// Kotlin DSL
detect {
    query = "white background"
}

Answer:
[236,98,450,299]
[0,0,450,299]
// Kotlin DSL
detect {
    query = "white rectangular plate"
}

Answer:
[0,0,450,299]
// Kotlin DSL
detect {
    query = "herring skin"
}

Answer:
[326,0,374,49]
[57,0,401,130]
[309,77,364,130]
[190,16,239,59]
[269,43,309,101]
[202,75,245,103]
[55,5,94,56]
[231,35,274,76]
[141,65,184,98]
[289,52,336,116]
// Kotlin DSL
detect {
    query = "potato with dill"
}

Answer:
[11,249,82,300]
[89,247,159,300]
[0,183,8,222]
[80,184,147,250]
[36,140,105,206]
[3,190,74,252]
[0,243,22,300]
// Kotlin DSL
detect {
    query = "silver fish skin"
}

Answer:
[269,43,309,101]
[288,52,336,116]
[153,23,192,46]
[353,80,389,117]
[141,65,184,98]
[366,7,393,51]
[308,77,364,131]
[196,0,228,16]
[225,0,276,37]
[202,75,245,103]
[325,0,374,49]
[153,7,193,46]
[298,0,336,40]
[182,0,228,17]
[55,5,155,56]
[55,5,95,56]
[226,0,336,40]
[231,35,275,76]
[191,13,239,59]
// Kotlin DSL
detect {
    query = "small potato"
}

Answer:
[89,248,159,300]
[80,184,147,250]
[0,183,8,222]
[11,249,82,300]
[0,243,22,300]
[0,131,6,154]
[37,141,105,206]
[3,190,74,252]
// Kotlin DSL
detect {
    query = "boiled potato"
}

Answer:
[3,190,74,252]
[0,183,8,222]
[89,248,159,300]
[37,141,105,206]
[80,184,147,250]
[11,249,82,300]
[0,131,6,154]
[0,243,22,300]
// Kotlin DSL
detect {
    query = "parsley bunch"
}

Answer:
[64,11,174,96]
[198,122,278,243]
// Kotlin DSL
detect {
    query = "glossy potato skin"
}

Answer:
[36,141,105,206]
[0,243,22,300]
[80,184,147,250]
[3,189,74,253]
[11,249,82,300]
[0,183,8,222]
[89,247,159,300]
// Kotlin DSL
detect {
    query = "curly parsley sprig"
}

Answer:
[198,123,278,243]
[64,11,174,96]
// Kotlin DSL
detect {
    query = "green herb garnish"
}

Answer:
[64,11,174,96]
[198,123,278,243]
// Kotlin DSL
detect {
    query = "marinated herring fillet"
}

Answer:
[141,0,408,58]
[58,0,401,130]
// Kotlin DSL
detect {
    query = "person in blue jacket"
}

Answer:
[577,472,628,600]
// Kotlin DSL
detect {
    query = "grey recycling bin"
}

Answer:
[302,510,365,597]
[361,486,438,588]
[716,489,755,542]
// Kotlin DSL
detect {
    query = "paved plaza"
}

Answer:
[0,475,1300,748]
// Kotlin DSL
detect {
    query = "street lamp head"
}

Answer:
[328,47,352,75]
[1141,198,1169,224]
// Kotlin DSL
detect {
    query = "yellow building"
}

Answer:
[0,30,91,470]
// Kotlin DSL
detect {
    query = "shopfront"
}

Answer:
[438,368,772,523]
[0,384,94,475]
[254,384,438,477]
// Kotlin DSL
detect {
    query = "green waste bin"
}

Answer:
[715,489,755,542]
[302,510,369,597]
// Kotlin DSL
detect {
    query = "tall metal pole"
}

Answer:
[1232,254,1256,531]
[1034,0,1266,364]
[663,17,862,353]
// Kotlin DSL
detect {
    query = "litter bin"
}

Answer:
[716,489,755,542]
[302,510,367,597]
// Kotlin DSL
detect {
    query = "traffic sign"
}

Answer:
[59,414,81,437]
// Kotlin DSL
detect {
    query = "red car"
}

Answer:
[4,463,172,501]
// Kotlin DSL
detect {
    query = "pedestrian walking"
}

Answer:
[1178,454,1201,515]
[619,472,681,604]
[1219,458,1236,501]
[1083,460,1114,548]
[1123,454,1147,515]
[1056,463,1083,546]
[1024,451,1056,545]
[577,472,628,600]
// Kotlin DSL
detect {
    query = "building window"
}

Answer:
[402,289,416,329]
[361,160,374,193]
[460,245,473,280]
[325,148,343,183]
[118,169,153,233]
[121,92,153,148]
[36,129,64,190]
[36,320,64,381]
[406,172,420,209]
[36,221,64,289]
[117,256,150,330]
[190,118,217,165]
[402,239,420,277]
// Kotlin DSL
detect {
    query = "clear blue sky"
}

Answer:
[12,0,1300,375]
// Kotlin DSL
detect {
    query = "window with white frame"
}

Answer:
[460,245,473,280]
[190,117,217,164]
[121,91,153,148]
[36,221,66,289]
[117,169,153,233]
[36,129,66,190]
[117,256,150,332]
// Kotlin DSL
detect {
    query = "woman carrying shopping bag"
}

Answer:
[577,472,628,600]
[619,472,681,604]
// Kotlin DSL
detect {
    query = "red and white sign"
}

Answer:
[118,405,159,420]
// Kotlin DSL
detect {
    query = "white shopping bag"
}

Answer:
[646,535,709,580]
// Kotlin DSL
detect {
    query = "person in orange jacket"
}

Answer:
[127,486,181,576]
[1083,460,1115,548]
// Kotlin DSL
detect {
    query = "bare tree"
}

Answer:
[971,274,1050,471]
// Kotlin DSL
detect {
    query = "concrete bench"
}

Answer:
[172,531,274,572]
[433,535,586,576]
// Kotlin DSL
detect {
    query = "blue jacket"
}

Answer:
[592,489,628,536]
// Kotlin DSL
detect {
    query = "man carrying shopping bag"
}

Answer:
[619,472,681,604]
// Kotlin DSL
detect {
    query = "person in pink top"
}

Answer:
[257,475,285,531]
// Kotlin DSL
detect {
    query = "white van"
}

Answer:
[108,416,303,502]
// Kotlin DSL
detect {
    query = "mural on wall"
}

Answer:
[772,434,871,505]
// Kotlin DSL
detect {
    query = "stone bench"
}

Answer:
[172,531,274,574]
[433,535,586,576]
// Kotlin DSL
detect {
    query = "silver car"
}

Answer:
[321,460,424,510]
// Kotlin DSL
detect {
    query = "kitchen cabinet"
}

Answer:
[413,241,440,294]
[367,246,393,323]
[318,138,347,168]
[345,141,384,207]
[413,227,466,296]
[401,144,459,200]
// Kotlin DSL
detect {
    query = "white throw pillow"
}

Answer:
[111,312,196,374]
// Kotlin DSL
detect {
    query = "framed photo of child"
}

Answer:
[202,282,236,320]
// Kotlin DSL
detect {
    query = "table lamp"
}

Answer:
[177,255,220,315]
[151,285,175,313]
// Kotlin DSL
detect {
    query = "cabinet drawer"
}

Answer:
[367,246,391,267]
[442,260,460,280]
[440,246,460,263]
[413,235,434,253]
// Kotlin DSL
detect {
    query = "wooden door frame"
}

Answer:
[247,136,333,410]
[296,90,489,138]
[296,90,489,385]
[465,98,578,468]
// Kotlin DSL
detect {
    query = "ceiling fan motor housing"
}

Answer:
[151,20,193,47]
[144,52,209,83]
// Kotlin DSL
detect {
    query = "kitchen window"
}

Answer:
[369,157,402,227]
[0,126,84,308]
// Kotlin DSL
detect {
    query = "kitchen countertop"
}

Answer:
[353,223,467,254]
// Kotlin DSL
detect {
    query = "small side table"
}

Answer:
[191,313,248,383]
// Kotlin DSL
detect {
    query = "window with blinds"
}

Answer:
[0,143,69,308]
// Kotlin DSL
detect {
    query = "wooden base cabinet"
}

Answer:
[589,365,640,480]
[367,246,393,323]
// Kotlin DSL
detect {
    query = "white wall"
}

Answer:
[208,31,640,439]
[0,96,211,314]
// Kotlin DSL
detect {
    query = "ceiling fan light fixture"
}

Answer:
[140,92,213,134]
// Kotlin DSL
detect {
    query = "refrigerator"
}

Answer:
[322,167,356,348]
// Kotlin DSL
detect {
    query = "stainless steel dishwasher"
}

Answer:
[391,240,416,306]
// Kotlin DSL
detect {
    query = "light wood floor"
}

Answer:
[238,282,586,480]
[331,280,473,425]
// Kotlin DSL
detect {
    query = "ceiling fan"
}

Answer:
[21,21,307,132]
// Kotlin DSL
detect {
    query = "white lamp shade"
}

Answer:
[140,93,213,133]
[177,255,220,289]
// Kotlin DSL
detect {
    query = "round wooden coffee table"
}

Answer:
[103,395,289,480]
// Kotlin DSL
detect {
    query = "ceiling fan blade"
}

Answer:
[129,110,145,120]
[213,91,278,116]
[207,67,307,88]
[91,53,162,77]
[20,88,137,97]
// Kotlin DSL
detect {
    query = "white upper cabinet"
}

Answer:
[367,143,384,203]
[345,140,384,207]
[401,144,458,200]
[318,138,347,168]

• • • • •

_Written request_
Identify every line in the items above that contains the word "parsley" and copy each of those lines.

_Full answer_
    query = "parsley bunch"
    query = "curly parsley sprig"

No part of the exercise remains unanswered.